SOURCE DATA:
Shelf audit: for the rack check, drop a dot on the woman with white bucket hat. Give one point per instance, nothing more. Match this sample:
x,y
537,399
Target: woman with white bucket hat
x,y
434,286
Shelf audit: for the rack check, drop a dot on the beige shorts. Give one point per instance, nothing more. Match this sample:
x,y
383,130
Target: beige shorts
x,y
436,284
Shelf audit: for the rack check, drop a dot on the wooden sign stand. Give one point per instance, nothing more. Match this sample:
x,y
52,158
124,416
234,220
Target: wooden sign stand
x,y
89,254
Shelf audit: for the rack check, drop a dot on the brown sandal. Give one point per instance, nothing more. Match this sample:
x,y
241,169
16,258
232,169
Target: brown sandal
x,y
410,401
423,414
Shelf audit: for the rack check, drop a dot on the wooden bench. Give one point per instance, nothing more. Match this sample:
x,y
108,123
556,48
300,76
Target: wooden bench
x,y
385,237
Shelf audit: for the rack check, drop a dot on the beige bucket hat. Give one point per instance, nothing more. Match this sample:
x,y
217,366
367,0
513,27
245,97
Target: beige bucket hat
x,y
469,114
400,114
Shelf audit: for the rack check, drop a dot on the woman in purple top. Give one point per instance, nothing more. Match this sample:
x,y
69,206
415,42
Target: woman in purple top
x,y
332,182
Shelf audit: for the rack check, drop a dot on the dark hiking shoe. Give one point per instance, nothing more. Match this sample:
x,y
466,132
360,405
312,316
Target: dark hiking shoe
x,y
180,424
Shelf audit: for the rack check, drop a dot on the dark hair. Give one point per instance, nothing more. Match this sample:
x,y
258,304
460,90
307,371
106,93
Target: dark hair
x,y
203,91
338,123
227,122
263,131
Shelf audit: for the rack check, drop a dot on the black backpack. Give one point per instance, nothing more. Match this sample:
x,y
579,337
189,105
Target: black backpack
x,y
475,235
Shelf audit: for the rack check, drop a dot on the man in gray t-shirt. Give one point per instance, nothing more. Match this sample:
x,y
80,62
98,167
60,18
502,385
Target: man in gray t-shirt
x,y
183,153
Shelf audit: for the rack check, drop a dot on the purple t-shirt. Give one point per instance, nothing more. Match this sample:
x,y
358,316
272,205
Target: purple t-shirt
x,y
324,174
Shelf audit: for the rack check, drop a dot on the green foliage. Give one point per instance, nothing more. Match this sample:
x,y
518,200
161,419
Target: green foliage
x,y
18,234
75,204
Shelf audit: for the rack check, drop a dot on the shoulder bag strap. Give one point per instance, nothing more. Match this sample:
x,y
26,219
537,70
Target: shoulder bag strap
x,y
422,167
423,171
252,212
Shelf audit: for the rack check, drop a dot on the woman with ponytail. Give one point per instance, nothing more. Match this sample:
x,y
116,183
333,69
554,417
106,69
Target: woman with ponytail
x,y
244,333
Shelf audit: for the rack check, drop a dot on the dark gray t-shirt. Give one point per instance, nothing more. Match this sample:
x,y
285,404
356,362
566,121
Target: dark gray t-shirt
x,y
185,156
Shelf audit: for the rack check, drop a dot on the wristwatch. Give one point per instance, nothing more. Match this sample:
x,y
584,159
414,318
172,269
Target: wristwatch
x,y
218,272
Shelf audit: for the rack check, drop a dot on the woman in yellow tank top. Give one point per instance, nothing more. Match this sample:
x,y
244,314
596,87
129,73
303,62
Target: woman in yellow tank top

TASK STATEMENT:
All the data must be duplicated exactly, with nothing added or removed.

ANSWER TO THIS TASK:
Shelf audit: for the rack check, drop a dot on the woman with white bucket hat. Give one point per instance, nothing more. Match this sample:
x,y
537,399
Target: woman with white bucket hat
x,y
434,286
Shelf audit: for the rack check, drop a dot on the beige shorts. Give one point per instance, nothing more. Match this sample:
x,y
383,130
Target: beige shorts
x,y
436,284
Shelf audit: for the rack check, drop a dot on the wooden sign stand. Give one point per instance, nothing more. Match this sample:
x,y
52,158
124,416
234,220
Target: wooden sign stand
x,y
89,254
Shelf audit: for the rack check, drop a dot on the brown sandal. Give one point per instance, nothing more. Match this sample:
x,y
241,169
16,258
232,169
Target: brown sandal
x,y
410,401
423,414
Shelf audit: for the rack check, drop a dot on the wooden bench. Give one point per instance, nothing more. Match this sample:
x,y
108,123
556,48
300,76
Target: wooden bench
x,y
385,237
Shelf audit: for the rack check, drop a dot on the beige bucket hat. Give one point per instance, nothing more. Match this sample:
x,y
217,366
367,0
513,27
245,97
Target: beige bucket hat
x,y
469,114
400,114
Shelf audit: for the rack check, drop a dot on the woman in purple top. Give one point per instance, nothing more. Match this sample:
x,y
69,206
415,42
Target: woman in purple top
x,y
332,182
Shelf audit: for the rack check, drop a dot on the dark hiking shoe. Give one point per instance, nothing more. Match this sample:
x,y
466,132
360,405
312,316
Target: dark hiking shoe
x,y
180,424
Shelf audit: for the rack check, drop a dot on the dark hair. Give one point per instance, nothing more. Match this sample:
x,y
258,304
460,90
307,371
106,93
Target: dark hair
x,y
203,91
338,123
227,122
263,131
Shelf audit: for the rack check, drop a dot on the black backpack. Give one point per instance, nothing more. Match this sample:
x,y
579,337
189,105
Target: black backpack
x,y
475,235
Shelf audit: for the rack check, drop a dot on the man in gray t-shirt. Give one point per instance, nothing more. Match this sample:
x,y
80,62
98,167
60,18
502,385
Target: man in gray t-shirt
x,y
183,153
Shelf audit: for the rack check, drop a dot on the purple t-shirt. Give one point per instance, nothing more. Match this sample:
x,y
358,316
272,205
Target: purple t-shirt
x,y
324,174
Shelf audit: for the rack check, drop a dot on the green foliage. Give one point per instance, nothing more. Match this sample:
x,y
518,200
161,419
Target: green foliage
x,y
18,234
75,204
Shelf audit: for the rack check, drop a dot on the shoulder bag strap. Give one point per instance, nothing more. Match this sample:
x,y
26,219
537,70
Target: shoulder bag strap
x,y
422,167
423,171
252,212
Shelf audit: for the rack check, drop a dot on the woman with ponytail. Give one point per instance, nothing more. Match this sample:
x,y
116,183
333,69
554,417
106,69
Target: woman with ponytail
x,y
244,333
Shelf audit: for the rack check, drop a dot on the dark gray t-shirt. Give one point per instance, nothing more. Match this sample:
x,y
285,404
356,362
566,121
Target: dark gray t-shirt
x,y
185,156
Shelf audit: for the rack check, drop a dot on the wristwatch. Give one point per instance, nothing more. Match this sample:
x,y
584,159
414,318
172,269
Target: wristwatch
x,y
218,272
Shelf audit: for the rack check, drop a dot on the woman in yellow tank top. Give one point per instance, nothing more. Match this sample:
x,y
244,314
596,87
129,73
303,62
Target: woman in yellow tank top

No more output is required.